RECORDS FOR THE EXERCISE:
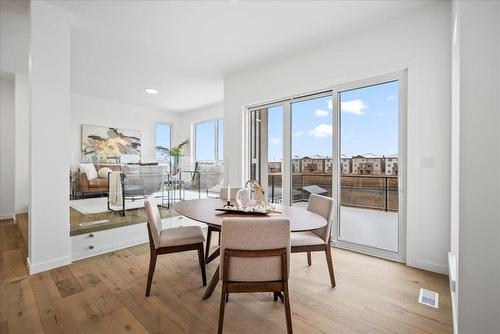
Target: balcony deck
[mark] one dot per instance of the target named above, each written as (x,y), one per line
(374,228)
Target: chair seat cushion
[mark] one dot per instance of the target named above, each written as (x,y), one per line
(183,235)
(305,239)
(98,183)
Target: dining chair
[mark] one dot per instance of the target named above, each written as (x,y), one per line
(223,196)
(170,240)
(319,239)
(255,257)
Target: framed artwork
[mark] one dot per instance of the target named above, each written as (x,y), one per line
(111,145)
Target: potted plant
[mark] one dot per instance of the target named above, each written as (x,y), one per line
(174,153)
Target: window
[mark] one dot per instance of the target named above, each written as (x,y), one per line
(209,140)
(163,139)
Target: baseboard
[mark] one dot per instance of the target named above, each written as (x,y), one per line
(452,264)
(430,266)
(8,216)
(47,265)
(110,248)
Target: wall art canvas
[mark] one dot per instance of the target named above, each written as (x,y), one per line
(112,145)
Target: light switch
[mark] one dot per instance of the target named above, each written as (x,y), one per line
(427,162)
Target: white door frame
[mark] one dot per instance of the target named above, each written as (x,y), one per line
(401,78)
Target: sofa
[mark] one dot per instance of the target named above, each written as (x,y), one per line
(90,182)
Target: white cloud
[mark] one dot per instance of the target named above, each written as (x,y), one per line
(322,131)
(274,141)
(321,113)
(353,107)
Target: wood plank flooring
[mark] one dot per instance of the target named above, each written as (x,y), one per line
(105,294)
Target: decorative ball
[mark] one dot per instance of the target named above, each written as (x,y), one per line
(244,198)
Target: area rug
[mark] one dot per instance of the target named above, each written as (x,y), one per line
(100,204)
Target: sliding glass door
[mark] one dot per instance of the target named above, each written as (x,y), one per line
(346,143)
(369,160)
(311,152)
(266,150)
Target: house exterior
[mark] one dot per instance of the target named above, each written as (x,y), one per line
(345,165)
(313,164)
(296,164)
(274,166)
(391,165)
(367,164)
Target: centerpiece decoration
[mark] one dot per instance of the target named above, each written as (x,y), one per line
(250,199)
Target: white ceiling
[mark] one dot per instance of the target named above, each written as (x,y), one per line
(186,48)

EXERCISE: Rewrite the entire listing above with every occurrence of "one dot per instance" changed to "one point per instance", keeping everything else unchanged. Omit the pictures from your output.

TASK ANSWER:
Target: balcony deck
[mark] one point per instance of the target named above, each written as (x,y), one per line
(374,228)
Target: chair seat cushion
[mark] one point per instance of the target named above, each written as (x,y), one per line
(183,235)
(305,239)
(98,183)
Target: dining chair
[mark] one point per instance of the target named above, each written as (x,y), one per line
(223,196)
(170,240)
(319,239)
(255,257)
Target: framed artwork
[mark] one point per instance of the target named above, each written as (x,y), one per line
(111,145)
Target: potted plant
[mark] one point per instance of the target named above, each written as (x,y), one per line
(174,153)
Target: window
[mark] one point per instance of the target named above, each written as (x,y), one per line
(209,140)
(163,139)
Target: baseboard
[mark] one point per instance of the target named above, each written as (x,y), one per line
(452,264)
(430,266)
(8,216)
(47,265)
(110,248)
Target: wall art canvas
[mark] one point per instance of the target named above, each written as (x,y), one per line
(112,145)
Target: light switch
[mark] one point per instance of the target named above, each written as (x,y), one per line
(427,162)
Target: white door frame
[mark] one point per instance of the target named above, each written as (x,y), one per line
(401,78)
Target: sofa
[mark] one point per instance of the target named above, each written as (x,y), one per line
(90,182)
Target: white cloud
[mark] one point per instance of the target named above, each written as (x,y), one per line
(322,131)
(274,141)
(321,113)
(353,107)
Target: wood plank flooring
[mark] one point per instance of the target named above, each written as (x,y), one per line
(105,294)
Target: decorative ball
[mark] one point per instance of the target named above, each written as (x,y), one per line
(244,198)
Target: area rug
[mark] one point per instance of the target named above, each written as (x,y), one per line
(100,204)
Target: sliding glass door
[mark] one point per instance of the target named above, each written as (x,y), one per line
(346,143)
(369,160)
(311,152)
(266,150)
Target: house exterior
[mark] one point per instance of the target named above, each written as (x,y), one per line
(345,165)
(313,164)
(296,164)
(274,166)
(391,165)
(367,164)
Target: centerpiece decoration
[mark] one point per instance of the target named above, each written as (x,y), one per line
(250,199)
Target: white ceiling
[mark] one point per instance of the target named above, each written as (x,y), one per line
(186,48)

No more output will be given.